* [Required work]
State how many lines in the rows below contain the string "trace", and give only the number.

* [Records to use]
────────────────────────────────────────

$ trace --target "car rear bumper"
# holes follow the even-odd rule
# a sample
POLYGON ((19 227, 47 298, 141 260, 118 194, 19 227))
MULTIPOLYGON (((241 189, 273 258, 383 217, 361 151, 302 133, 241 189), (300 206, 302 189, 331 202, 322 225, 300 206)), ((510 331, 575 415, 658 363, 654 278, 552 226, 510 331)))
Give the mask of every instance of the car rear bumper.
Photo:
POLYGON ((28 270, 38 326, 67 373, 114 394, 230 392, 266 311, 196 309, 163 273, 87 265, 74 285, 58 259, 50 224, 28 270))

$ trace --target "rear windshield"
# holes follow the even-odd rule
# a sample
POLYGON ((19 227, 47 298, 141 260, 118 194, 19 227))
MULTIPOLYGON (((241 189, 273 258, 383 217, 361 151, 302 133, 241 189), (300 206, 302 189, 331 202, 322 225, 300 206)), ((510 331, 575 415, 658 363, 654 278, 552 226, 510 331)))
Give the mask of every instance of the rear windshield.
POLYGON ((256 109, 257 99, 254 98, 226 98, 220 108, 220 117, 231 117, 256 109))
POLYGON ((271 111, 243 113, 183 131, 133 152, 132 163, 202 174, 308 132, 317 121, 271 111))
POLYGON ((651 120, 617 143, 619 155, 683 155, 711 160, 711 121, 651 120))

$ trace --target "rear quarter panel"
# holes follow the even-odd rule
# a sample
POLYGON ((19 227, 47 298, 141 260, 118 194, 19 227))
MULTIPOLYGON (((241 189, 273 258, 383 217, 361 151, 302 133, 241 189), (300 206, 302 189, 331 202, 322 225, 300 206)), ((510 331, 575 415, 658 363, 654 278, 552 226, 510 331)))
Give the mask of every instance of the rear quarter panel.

────────────────────────────────────────

* [Solution to the exercise]
3